# [Aufgabenstellung]
Transkribiere alle nachfolgenden Einträge zeichengetreu. Lass die Bilder in der Antwort weg.
**** Gegebene Daten
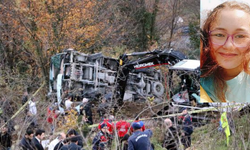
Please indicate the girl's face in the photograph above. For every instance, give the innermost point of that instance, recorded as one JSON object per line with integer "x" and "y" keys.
{"x": 230, "y": 38}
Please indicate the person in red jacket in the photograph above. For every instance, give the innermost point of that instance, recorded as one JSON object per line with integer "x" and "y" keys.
{"x": 108, "y": 122}
{"x": 110, "y": 127}
{"x": 122, "y": 128}
{"x": 137, "y": 119}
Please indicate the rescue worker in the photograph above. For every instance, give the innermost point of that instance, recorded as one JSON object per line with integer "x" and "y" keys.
{"x": 110, "y": 127}
{"x": 140, "y": 140}
{"x": 122, "y": 128}
{"x": 26, "y": 142}
{"x": 171, "y": 141}
{"x": 137, "y": 119}
{"x": 100, "y": 141}
{"x": 86, "y": 111}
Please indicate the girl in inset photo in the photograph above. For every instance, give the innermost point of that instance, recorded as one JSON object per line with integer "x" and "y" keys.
********
# [Schriftliche Antwort]
Please indicate the girl's face in the photograph above. For every instance, give the innermost point of that instance, recorded as one JSON object per line with integer "x" and "y" keys.
{"x": 230, "y": 38}
Please indicate the person in red jacket in the photograph above. For every instance, give the innermost point of that instance, recorded as one JSON object per line with integer "x" and "y" keys.
{"x": 108, "y": 122}
{"x": 110, "y": 127}
{"x": 122, "y": 128}
{"x": 137, "y": 119}
Please indicate the rescue worker in the photograph above. For every instance, give the innermost point of that instance, recorded as one JSON object per line with integer "x" and "y" keys.
{"x": 110, "y": 127}
{"x": 140, "y": 140}
{"x": 122, "y": 128}
{"x": 26, "y": 142}
{"x": 171, "y": 141}
{"x": 137, "y": 119}
{"x": 100, "y": 141}
{"x": 86, "y": 111}
Please indicate the girl in inset photo in the photograph above. For every instance, give the innermost point of that instance, recorded as one JSON object per line with integer "x" and "y" keys.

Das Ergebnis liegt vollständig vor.